▶ _Written request_:
Transcribe all of the rows below without changing a single character, and leave the pictures out of your answer.
___ Material ___
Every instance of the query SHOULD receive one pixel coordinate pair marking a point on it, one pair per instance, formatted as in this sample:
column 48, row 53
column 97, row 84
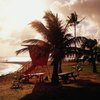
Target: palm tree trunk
column 75, row 40
column 55, row 78
column 94, row 65
column 60, row 68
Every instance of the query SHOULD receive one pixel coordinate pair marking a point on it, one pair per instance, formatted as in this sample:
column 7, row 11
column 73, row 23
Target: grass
column 86, row 85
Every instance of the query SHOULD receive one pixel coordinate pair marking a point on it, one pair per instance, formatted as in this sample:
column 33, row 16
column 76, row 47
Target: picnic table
column 39, row 76
column 65, row 76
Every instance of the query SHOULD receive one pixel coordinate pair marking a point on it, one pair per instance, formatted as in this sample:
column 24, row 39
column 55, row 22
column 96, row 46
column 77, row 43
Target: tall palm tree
column 90, row 45
column 73, row 21
column 57, row 42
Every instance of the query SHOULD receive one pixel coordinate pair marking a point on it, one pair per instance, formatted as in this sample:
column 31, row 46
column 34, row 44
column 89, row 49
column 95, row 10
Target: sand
column 86, row 85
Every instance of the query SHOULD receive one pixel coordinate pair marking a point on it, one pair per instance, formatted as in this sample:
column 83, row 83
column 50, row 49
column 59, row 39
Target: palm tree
column 73, row 21
column 57, row 43
column 90, row 45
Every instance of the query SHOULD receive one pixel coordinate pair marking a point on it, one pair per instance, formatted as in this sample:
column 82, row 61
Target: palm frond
column 21, row 50
column 39, row 27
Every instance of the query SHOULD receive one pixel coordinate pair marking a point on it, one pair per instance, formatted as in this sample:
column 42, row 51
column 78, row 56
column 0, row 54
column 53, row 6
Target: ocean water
column 7, row 68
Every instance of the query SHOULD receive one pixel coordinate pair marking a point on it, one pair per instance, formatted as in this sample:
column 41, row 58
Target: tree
column 56, row 42
column 73, row 21
column 90, row 45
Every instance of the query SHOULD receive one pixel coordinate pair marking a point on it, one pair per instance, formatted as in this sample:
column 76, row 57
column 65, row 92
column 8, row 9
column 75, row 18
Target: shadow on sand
column 83, row 89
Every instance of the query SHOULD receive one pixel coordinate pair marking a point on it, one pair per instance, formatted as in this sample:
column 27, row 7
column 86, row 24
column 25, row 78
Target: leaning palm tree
column 90, row 45
column 73, row 21
column 57, row 43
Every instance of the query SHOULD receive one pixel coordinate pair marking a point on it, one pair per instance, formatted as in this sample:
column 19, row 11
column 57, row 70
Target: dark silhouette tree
column 90, row 45
column 73, row 21
column 56, row 41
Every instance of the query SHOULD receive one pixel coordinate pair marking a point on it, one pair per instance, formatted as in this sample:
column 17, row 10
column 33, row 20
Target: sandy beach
column 86, row 85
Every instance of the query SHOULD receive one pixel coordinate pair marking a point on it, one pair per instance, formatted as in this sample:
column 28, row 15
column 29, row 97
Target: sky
column 15, row 16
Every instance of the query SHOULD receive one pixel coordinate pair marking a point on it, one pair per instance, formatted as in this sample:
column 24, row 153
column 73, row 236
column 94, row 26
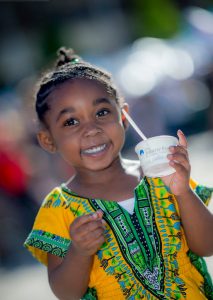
___
▶ _Reply to the exercise_:
Every instance of the query SHOULD receive one pixel coordinate pair marking a point on it, one pair per instance, formatted as in this sample:
column 48, row 53
column 97, row 84
Target: palm tree trunk
column 75, row 40
column 55, row 78
column 94, row 65
column 60, row 68
Every instance of the query SHOULD receive one pixel coordinate pair marking a point on it, one pair per instance, formatted as in this sample:
column 7, row 11
column 73, row 23
Target: grass
column 86, row 85
Every instance of the query SHOULD receive one pixel coordinate pair marking a point on it, one pair per instance, formatted as in this sample:
column 33, row 16
column 76, row 47
Target: picnic table
column 39, row 76
column 65, row 76
Every instance of the query SHOULD receive one pixel coordinate pair marking a point on it, one pair per instance, formatted as in this sample:
column 24, row 39
column 55, row 22
column 96, row 46
column 77, row 43
Target: tall palm tree
column 90, row 45
column 73, row 21
column 57, row 42
Every instance of the query SHOULD receive one pixel coordinate pair marking a point on it, one pair per instance, formatted as in this sample:
column 31, row 46
column 34, row 44
column 89, row 49
column 95, row 10
Target: sand
column 86, row 85
Every instance of the query SHOULD receive one pixel coordinate pair marking a point on it, one pair per instance, formatted as in this sample:
column 83, row 83
column 50, row 49
column 59, row 39
Target: palm tree
column 73, row 21
column 57, row 43
column 90, row 45
Every instance of the query SHOULD receive one pixel coordinate pair marking a point on it, one pair per instance, formatted as in this sample:
column 82, row 61
Target: palm frond
column 21, row 50
column 39, row 27
Every instance of the query SHOULD receive one pixel coordinate pair marking a point on it, one pair per instance, formatted as in this sample:
column 42, row 51
column 78, row 56
column 0, row 54
column 53, row 6
Target: ocean water
column 7, row 68
Every instance of the query SHOULD receive one pixel coordinate pair marking a point on it, one pair per instance, formatted as in this sample:
column 41, row 58
Target: tree
column 56, row 42
column 73, row 21
column 90, row 45
Every instance of the query SHOULD receive one pixel coordinate pair marking a point on it, one pair per instance, formatted as in this sample:
column 76, row 57
column 65, row 92
column 8, row 9
column 75, row 18
Target: shadow on sand
column 83, row 89
Every instance of the query SHOULD receive one pixel coordinate pair marking a point on it, one pair per instance, formatted as in this sample:
column 27, row 7
column 86, row 24
column 25, row 78
Target: leaning palm tree
column 90, row 45
column 73, row 21
column 57, row 43
Every instance of the query SHOULD receive one pixel coordinate pair marking a point on it, one pair per instance, formatted as in this sample:
column 19, row 11
column 57, row 70
Target: dark silhouette tree
column 90, row 45
column 73, row 21
column 56, row 41
Every instance of the query SHOULD receive one pixel coordinate pair marking a point on it, one pair per instance, formatted as in this sample:
column 17, row 10
column 33, row 20
Target: sandy beach
column 86, row 85
Every instance of the query SHOULD receive one pixel coordinate pair marking a point on it, one pair per instance, formatted as in this sample:
column 28, row 15
column 29, row 97
Target: sky
column 15, row 16
Every instance of the query SHOULD receive one pixel coordinate pair marking a point on it, one pair per instance, formatted as in this sample:
column 24, row 153
column 73, row 236
column 94, row 26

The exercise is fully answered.